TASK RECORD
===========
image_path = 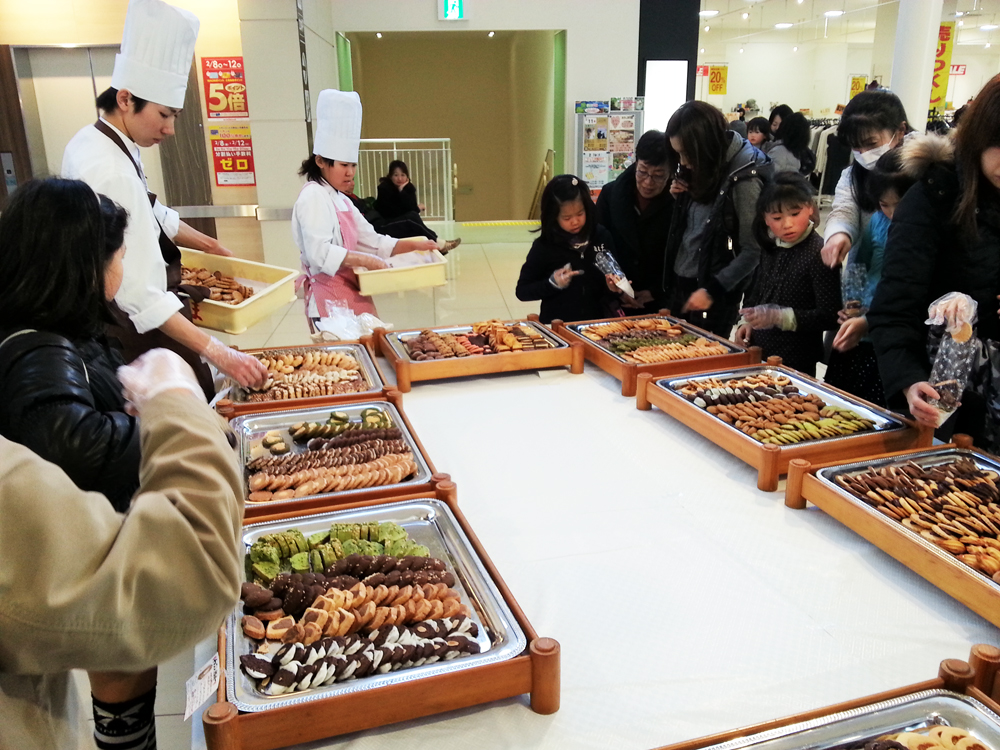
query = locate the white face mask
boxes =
[851,135,896,172]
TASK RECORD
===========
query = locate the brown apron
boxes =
[94,120,215,401]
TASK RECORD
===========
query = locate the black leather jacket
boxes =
[0,330,140,512]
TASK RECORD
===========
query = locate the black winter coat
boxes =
[0,330,140,512]
[868,136,1000,410]
[597,164,674,312]
[375,182,420,221]
[515,225,618,323]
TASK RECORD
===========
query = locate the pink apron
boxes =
[299,200,378,317]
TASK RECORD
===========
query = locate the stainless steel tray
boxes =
[566,315,746,364]
[816,448,1000,596]
[655,365,906,445]
[226,498,528,711]
[229,344,385,404]
[386,320,569,364]
[706,690,1000,750]
[229,401,431,507]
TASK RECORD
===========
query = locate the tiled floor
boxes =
[217,222,538,349]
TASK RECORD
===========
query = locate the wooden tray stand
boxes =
[785,435,1000,626]
[215,336,393,419]
[202,474,560,750]
[244,390,437,523]
[375,315,584,393]
[635,364,934,492]
[656,644,1000,750]
[552,310,761,398]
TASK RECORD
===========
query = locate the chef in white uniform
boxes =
[62,0,266,399]
[292,89,437,319]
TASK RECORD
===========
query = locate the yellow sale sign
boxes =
[708,65,729,96]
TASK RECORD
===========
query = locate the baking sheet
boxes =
[566,315,746,364]
[229,401,431,507]
[226,498,527,711]
[386,320,569,364]
[816,448,1000,592]
[696,690,1000,750]
[229,344,385,404]
[654,366,906,445]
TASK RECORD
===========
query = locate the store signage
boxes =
[201,57,250,119]
[708,65,729,96]
[208,123,257,187]
[929,23,955,114]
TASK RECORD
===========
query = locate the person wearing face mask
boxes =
[868,76,1000,453]
[823,90,913,268]
[734,172,841,376]
[62,0,267,400]
[292,89,437,321]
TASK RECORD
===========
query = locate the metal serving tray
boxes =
[816,448,1000,596]
[226,498,527,711]
[386,320,569,364]
[229,344,385,404]
[566,315,745,364]
[656,366,906,445]
[229,401,431,507]
[706,690,1000,750]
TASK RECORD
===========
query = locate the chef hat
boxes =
[313,89,361,163]
[111,0,200,109]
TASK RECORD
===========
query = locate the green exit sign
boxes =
[438,0,468,21]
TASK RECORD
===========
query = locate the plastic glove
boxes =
[740,305,796,331]
[201,336,267,388]
[118,349,205,415]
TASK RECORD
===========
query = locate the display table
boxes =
[189,365,1000,750]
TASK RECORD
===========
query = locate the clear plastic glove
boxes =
[118,349,205,415]
[201,336,267,388]
[740,305,796,331]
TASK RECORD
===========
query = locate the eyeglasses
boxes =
[635,167,667,185]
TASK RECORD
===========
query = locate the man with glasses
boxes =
[597,130,674,315]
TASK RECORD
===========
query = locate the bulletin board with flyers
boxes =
[576,96,644,200]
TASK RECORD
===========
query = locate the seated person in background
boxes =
[372,159,462,253]
[516,174,621,324]
[0,350,243,750]
[735,172,841,375]
[597,130,674,315]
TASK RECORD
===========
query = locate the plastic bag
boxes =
[926,292,979,427]
[594,245,635,299]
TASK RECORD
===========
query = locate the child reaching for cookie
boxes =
[735,172,841,375]
[516,174,622,323]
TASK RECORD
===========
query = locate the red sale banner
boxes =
[201,57,250,118]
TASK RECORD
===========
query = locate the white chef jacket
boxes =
[62,118,182,333]
[292,180,399,316]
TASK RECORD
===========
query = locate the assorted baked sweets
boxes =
[852,726,997,750]
[836,457,1000,583]
[181,266,253,305]
[403,320,552,362]
[673,375,876,445]
[246,349,370,402]
[580,318,730,364]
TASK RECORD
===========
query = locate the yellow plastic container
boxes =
[181,248,299,334]
[354,250,448,295]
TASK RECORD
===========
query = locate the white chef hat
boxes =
[313,89,361,163]
[111,0,201,109]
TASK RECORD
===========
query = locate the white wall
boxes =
[330,0,639,171]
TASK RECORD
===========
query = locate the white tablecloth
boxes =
[194,364,1000,750]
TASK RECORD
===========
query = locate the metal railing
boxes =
[354,138,455,221]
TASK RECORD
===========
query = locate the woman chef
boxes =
[62,0,266,399]
[292,89,437,319]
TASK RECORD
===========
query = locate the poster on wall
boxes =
[928,23,955,115]
[201,57,250,119]
[208,123,257,187]
[583,115,608,151]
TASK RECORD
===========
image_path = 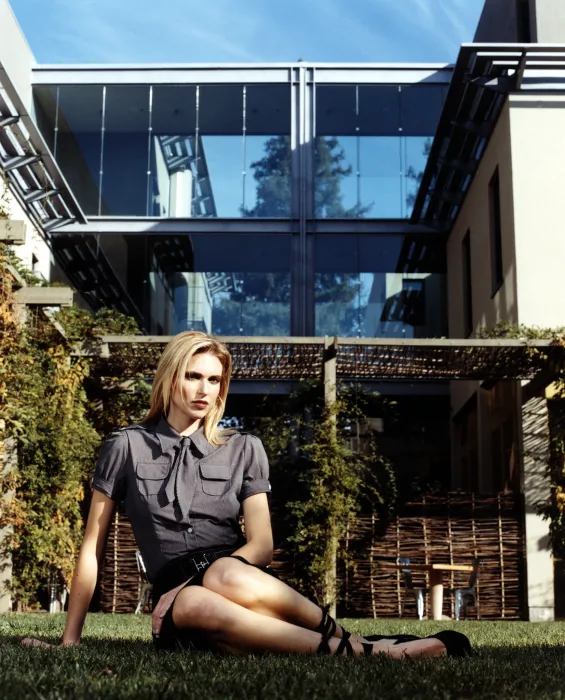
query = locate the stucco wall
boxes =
[532,0,565,44]
[473,0,518,43]
[509,93,565,326]
[447,99,518,413]
[0,0,35,111]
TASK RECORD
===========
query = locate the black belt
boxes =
[153,546,239,602]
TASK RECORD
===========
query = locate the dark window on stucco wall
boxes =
[488,168,504,295]
[461,231,473,338]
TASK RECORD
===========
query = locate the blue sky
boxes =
[10,0,484,63]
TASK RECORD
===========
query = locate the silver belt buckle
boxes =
[192,554,210,571]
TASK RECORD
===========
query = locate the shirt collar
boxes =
[153,416,216,457]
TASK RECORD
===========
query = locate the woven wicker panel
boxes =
[100,493,524,620]
[339,493,524,620]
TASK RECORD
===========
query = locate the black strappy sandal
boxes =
[316,627,373,656]
[426,630,473,657]
[365,634,422,645]
[314,605,351,639]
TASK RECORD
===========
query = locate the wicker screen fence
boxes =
[100,493,524,620]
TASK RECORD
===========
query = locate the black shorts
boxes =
[153,555,278,653]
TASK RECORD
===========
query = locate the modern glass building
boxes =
[28,63,451,338]
[4,0,565,620]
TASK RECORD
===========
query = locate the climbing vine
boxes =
[478,323,565,558]
[247,382,396,603]
[0,235,148,609]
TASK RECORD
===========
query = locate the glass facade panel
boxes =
[196,85,244,218]
[100,85,151,216]
[77,234,290,335]
[314,234,445,338]
[148,85,197,218]
[242,85,291,218]
[34,85,103,216]
[314,84,444,219]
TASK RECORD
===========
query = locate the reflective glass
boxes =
[70,234,290,335]
[195,85,244,218]
[242,85,291,218]
[314,234,446,338]
[34,85,103,215]
[148,85,196,218]
[100,85,150,216]
[315,84,444,219]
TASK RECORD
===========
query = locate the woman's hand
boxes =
[20,637,78,649]
[151,579,191,637]
[20,637,55,647]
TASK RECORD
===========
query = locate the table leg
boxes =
[430,569,443,620]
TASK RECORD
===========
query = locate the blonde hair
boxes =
[143,331,232,445]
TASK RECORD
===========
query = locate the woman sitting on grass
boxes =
[24,331,470,658]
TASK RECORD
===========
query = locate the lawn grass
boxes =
[0,613,565,700]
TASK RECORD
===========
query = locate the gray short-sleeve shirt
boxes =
[92,418,271,580]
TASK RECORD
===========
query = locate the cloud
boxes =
[376,0,484,56]
[11,0,483,63]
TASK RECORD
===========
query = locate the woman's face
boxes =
[169,353,223,421]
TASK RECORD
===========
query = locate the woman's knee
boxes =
[172,586,220,630]
[202,557,254,597]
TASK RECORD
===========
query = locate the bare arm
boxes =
[62,489,116,645]
[229,493,273,566]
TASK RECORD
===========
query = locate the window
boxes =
[314,233,445,338]
[461,231,473,338]
[488,168,504,295]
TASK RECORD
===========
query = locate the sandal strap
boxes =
[316,635,332,654]
[314,605,351,637]
[334,635,353,656]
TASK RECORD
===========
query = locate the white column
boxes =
[169,170,192,219]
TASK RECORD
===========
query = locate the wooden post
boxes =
[324,337,338,617]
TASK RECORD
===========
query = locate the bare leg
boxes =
[202,557,326,636]
[173,586,446,659]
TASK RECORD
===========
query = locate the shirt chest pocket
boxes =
[135,460,171,496]
[200,464,230,496]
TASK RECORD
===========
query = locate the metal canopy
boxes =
[411,44,565,224]
[86,336,565,381]
[0,61,86,232]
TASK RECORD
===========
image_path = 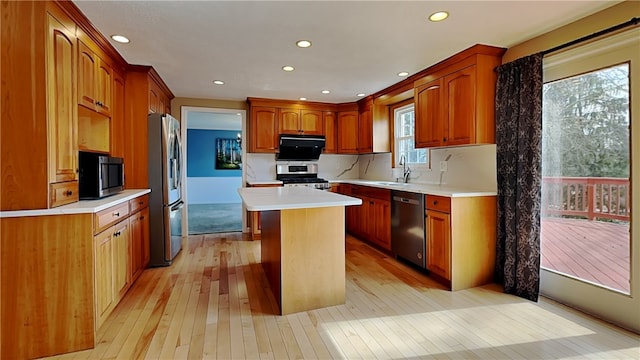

————————

- CHALLENGE
Render the records, from the first line through the line containing "[552,310,761,398]", as a Markdown table with the columns Number and Record line, numbering each row and skipping blank lines. Leave the pictures out of the table.

- EXERCISE ANSWER
| Number | Record line |
|---|---|
| 1 | TASK RECORD |
| 2 | =========== |
| 3 | image_path =  |
| 4 | query = locate the white face mask |
| 5 | boxes = |
| 6 | [851,135,896,172] |
| 7 | TASK RECORD |
| 8 | =========== |
| 9 | query = locate the brown apron |
| 10 | boxes = |
| 11 | [94,120,215,401] |
| 12 | TASK RECORD |
| 13 | =========== |
| 14 | query = locate the black leather jacket |
| 15 | boxes = |
| 16 | [0,330,140,512] |
| 17 | TASK RECORD |
| 18 | =========== |
| 19 | query = locate the black winter coat |
| 20 | boxes = |
| 21 | [0,330,140,512] |
| 22 | [868,136,1000,410] |
| 23 | [597,164,674,312] |
| 24 | [375,182,420,221] |
| 25 | [515,225,618,323] |
| 26 | TASK RECORD |
| 27 | =========== |
| 28 | query = locate the pink apron |
| 29 | boxes = |
| 30 | [299,200,378,317] |
| 31 | TASK RECORD |
| 32 | =========== |
| 33 | query = locate the stainless steel tray |
| 34 | boxes = |
| 35 | [566,315,746,364] |
| 36 | [816,448,1000,596] |
| 37 | [655,365,906,445] |
| 38 | [226,498,528,711] |
| 39 | [229,344,385,404] |
| 40 | [386,320,569,364] |
| 41 | [706,690,1000,750] |
| 42 | [229,401,431,507] |
| 43 | TASK RECORD |
| 44 | =========== |
| 45 | query = locate the tiled floor |
| 46 | boxes = |
| 47 | [217,222,538,349] |
| 48 | TASK RECORD |
| 49 | =========== |
| 50 | query = locate the wooden tray stand |
| 51 | boxes = |
| 52 | [785,435,1000,626] |
| 53 | [215,336,393,419] |
| 54 | [202,474,560,750] |
| 55 | [244,390,437,523] |
| 56 | [375,315,584,393] |
| 57 | [635,364,934,492] |
| 58 | [656,644,1000,750] |
| 59 | [552,310,761,398] |